→ **Your tasks**:
**1)** In the diary text below, reproduce the stretch from "They’re on the" through "with my day.", switching "school night" to "weeknight".
**2)** Condense the paragraph of the diary text below that begins "In kind of a self-sorry funk today," keeping its main facts.
**3)** Extend the diary text below about single motherhood beyond its last sentence.

::: Text :::

They’re on the phone right now discussing it. I’m happy to know that Elihu finally feels he has a voice in all this. Elihu has his chicken calendar out and I can hear him considering different options with his dad. I want everyone to be happy. But for now I’m staying out of it. My stress level rises when I receive emails from Fareed about vacation plans. It’s so hard to make sure everyone gets what they want. Elihu just told me that they’ve figured out a plan that works, and he’s bopping around the house in a good mood. I’m glad he’s happy, but his energy is through the roof and it’s nearly nine now – and once again we’re getting to bed too late on a school night. I gotta get him wound down somehow. And the chickens aren’t even in yet cuz it’s still kind of light out, so I still have to go deal with that. Ugh. I just want to go to sleep already. I’m so done with my day.

I hope it works out well for all of us, cuz I’m too tired for fireworks tonite.

F*ck This

In kind of a self-sorry funk today. My May support never arrived from Fareed, and here it is nearly June. I can’t pay my phone bill and may not make it the weekend without my internet, cable and phone being cutoff. I fucking hate being so dependent upon someone who doesn’t care. And I won’t have my son here this holiday weekend to distract me from my mood. Elihu gets on a plane today and joins his father – they meet at O’Hare. Dad gets in from London and Elihu from Albany. Hope it all works. Can’t fret about that. It’ll be fine. Now my kid has a watch, a cell phone and a good book. And good sense. He’ll be fine. As for me, I’m left with lots of pasta in my pantry, but just about five bucks in my pocket. And I’m pretty pissed about it.

I am sinking today, I admit it. I’m angry at Fareed for leaving. I’m angry that he had another woman pregnant at the same time as me. I’m angry that he CCs me on emails that rejoice enthusiastically in the “family all being together” when he talks about plans for our son, his girlfriend, their kids and my parents-in-law to have dinner at the Pump Room in Chicago. I’m angry at his parents for not caring how we’re doing, for not offering to pay for half of Waldorf. I’m angry at myself for having no life outside of being a mom. I’m goddam tired of having a fucking rooster crow in my open window all fucking day long and not having the bread to fence him in properly. I’m tired of being two dress sizes too big. I’m tired of being poor. I’m tired of having no friends, tired of having no life. I miss making music. I wish I could play my Wurlitzer again with a band. I fucking miss the world I knew. Been here four years this coming August, and I still have no appreciable life to speak of. My son does – and this, of course, is the current priority – but I myself have little to look forward to, little to do that I enjoy. It really seems like all I do is the goddam dishes and the goddam laundry. I so wish I had a dishwasher. Must spend an hour a day washing goddam dishes, and seems there’s laundry every day. The only social life I have is when my piano students and their families come by. If it weren’t for them, I could go weeks without seeing another person besides my son.

Today I’ve fucking had it. And about the only thing that feels good is typing the expletive “fuck”.

::: Information given :::

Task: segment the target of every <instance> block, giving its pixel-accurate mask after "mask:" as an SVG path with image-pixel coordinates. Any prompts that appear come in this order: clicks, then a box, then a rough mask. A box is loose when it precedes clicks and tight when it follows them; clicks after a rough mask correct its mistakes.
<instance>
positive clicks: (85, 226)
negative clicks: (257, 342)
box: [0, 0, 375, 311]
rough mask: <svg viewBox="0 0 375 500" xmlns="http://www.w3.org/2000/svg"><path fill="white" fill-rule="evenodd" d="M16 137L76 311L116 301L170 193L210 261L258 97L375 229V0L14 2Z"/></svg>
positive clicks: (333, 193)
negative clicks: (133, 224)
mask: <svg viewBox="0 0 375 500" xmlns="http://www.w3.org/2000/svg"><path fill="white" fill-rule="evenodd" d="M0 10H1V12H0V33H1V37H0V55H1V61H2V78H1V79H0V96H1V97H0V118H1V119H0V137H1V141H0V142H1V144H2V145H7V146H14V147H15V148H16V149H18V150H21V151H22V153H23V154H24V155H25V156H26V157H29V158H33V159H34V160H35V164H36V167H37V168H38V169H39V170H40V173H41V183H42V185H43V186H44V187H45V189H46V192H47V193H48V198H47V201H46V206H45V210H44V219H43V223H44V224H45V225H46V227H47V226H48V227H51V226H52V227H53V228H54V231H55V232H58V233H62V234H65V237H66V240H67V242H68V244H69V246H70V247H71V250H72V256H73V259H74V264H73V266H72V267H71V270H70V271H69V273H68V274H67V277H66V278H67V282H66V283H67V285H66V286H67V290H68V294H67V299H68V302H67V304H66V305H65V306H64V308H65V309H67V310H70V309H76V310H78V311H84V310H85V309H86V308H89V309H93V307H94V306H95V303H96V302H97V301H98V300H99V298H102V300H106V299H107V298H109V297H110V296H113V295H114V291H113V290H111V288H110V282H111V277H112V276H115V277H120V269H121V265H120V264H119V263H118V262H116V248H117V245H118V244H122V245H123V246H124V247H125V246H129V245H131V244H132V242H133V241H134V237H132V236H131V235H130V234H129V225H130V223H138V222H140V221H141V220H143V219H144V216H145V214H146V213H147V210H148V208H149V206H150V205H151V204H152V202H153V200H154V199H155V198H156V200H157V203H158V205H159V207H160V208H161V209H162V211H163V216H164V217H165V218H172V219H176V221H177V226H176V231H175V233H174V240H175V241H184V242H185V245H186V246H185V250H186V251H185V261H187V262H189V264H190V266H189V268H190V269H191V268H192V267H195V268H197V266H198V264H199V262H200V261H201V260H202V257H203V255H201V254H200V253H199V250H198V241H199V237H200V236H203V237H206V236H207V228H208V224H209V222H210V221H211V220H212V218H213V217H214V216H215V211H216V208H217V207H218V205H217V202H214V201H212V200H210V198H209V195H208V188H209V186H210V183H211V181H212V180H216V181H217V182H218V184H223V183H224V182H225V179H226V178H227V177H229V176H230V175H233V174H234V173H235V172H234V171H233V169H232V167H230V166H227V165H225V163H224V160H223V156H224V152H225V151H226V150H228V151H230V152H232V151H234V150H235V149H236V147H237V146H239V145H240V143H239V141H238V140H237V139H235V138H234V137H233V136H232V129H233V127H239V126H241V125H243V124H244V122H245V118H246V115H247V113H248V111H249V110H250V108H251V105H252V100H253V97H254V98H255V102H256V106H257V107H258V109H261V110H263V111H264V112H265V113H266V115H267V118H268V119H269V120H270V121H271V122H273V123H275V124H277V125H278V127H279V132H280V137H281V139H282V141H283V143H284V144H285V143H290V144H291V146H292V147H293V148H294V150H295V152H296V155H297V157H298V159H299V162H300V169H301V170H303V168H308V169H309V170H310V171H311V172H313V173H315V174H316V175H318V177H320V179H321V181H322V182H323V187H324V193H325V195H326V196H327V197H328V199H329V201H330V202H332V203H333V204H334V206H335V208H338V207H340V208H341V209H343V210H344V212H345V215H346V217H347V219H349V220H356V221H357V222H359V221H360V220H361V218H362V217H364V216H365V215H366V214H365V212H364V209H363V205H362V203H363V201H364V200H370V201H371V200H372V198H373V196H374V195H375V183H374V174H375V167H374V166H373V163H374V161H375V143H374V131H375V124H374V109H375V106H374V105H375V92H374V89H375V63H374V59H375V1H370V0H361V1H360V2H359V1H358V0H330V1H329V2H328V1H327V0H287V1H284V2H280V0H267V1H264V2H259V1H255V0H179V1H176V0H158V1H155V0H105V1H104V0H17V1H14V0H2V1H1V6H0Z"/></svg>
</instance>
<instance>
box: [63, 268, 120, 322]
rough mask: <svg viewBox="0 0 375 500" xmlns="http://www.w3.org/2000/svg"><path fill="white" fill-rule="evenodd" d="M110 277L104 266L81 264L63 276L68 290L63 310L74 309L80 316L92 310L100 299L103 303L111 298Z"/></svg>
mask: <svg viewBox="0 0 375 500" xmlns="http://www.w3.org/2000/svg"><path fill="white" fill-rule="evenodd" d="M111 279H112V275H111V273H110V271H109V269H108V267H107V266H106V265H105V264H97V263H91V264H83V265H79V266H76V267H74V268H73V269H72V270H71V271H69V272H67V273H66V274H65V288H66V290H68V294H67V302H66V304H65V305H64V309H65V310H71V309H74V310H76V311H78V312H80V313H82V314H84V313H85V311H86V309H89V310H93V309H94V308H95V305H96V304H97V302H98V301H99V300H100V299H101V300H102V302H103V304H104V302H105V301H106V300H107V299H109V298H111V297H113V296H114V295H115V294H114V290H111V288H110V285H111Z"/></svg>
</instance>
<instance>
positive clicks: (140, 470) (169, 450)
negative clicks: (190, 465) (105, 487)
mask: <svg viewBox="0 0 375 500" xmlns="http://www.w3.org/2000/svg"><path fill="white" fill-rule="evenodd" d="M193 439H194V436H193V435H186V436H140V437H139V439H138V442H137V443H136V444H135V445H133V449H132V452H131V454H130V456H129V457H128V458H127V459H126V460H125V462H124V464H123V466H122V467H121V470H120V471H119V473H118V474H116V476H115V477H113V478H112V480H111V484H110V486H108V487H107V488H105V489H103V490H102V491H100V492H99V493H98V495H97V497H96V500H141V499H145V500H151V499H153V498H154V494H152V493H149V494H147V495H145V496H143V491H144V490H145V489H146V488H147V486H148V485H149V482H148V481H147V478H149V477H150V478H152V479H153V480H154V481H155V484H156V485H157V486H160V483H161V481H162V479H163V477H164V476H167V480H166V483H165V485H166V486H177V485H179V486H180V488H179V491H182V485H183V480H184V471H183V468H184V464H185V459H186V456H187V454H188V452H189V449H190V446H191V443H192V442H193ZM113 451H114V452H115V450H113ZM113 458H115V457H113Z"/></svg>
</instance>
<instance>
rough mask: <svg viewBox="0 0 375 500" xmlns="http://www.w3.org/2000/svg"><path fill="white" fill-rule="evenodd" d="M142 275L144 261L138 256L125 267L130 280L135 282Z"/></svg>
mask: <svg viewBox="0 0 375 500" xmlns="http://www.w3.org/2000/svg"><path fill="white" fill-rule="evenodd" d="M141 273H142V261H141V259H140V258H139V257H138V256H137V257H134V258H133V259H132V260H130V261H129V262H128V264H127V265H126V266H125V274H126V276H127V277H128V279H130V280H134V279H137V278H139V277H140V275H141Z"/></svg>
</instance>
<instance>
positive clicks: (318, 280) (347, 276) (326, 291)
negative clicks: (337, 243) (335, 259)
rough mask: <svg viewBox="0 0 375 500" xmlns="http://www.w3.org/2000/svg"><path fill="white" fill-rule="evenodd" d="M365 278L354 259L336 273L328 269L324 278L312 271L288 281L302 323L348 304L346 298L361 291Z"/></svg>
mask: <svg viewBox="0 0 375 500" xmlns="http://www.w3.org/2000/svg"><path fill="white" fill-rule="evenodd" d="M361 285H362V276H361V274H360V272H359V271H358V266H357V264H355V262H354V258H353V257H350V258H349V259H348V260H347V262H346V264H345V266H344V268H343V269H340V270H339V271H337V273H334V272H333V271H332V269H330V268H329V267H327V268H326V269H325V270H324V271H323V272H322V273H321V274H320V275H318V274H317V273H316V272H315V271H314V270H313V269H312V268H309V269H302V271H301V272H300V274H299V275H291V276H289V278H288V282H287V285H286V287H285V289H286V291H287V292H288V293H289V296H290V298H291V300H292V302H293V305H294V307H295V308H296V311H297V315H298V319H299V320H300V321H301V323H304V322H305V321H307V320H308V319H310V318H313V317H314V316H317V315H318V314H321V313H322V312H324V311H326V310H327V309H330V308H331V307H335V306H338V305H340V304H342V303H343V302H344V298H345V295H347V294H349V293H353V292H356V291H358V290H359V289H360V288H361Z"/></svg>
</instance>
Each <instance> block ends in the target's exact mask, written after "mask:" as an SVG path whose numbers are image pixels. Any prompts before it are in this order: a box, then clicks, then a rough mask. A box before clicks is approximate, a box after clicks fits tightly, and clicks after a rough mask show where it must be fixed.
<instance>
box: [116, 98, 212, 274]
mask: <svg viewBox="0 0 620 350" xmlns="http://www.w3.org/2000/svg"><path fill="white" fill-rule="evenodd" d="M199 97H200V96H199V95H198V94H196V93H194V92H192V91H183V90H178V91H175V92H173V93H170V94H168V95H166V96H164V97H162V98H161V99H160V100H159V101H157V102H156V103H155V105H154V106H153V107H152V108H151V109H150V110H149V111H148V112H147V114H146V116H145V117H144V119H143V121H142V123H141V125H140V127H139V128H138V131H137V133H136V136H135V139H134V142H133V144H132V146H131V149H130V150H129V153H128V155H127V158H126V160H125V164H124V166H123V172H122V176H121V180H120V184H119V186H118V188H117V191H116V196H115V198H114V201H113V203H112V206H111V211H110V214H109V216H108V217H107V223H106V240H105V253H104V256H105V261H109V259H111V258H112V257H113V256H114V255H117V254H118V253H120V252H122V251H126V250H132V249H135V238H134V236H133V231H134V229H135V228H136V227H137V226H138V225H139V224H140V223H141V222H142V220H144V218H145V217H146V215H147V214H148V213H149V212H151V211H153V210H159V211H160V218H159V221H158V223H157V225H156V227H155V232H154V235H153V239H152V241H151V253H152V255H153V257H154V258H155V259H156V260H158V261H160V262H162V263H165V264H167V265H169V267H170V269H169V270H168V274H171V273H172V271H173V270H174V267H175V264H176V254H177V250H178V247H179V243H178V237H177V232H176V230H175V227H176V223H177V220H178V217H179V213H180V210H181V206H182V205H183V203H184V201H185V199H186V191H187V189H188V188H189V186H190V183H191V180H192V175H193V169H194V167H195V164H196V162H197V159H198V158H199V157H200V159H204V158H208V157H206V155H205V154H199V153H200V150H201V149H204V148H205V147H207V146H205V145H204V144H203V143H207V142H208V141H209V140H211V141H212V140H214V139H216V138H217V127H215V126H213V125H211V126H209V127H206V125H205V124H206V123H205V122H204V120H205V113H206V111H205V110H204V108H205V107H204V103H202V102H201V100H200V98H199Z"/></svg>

:::

→ **Answers to each task**:
**1)**
They’re on the phone right now discussing it. I’m happy to know that Elihu finally feels he has a voice in all this. Elihu has his chicken calendar out and I can hear him considering different options with his dad. I want everyone to be happy. But for now I’m staying out of it. My stress level rises when I receive emails from Fareed about vacation plans. It’s so hard to make sure everyone gets what they want. Elihu just told me that they’ve figured out a plan that works, and he’s bopping around the house in a good mood. I’m glad he’s happy, but his energy is through the roof and it’s nearly nine now – and once again we’re getting to bed too late on a weeknight. I gotta get him wound down somehow. And the chickens aren’t even in yet cuz it’s still kind of light out, so I still have to go deal with that. Ugh. I just want to go to sleep already. I’m so done with my day.

**2)** Feeling sorry for myself today. Fareed's May support payment never arrived, and it is nearly June, so I cannot pay my phone bill and may lose internet, cable and phone service before the weekend is over. I hate depending on someone who doesn't care. Elihu flies from Albany today to meet his father, who is arriving from London, at O'Hare, so he won't be here this holiday weekend to distract me. He has a watch, a cell phone, a good book and good sense, so he'll be fine. I'm left with plenty of pasta, about five dollars and a lot of anger.

**3)**
I know I’ll feel better when some money arrives. I got paid for a lesson last night, and for a moment I almost felt as if I could breathe better. But it’ll barely pay for the gas to get to and from the airport today. So for the long weekend I got nothing. Not that I need it, I really don’t. And that’s the crazy thing about all this. When I think about it, having  money or not is really all kind of abstract and makes no true sense. When I know I have no money at all, my whole being gets bummed out, depressed, deflated – and the future appears to hold no promise. So then I get some cash and somehow – it is indeed all an abstraction, an illusion – I feel better. My whole being feels lighter, less threatened. But in reality, the influx of money isn’t much; it doesn’t actually accomplish a lot. If it takes away the threat of having my electricity cutoff, that’s understandable, and if it replenishes my supply of toilet paper, that’s good too, so there are some tangible reasons for its ability to lift my spirits. But beyond that, it’s really only illusory. Nothing amazing and truly life-augmenting will come of the new cash flow. Yet somehow, it lifts me from my funk. It carries me, buoys my spirit, makes all things suddenly seem possible. It restores hope. Crazy, huh? Yes. Crazy.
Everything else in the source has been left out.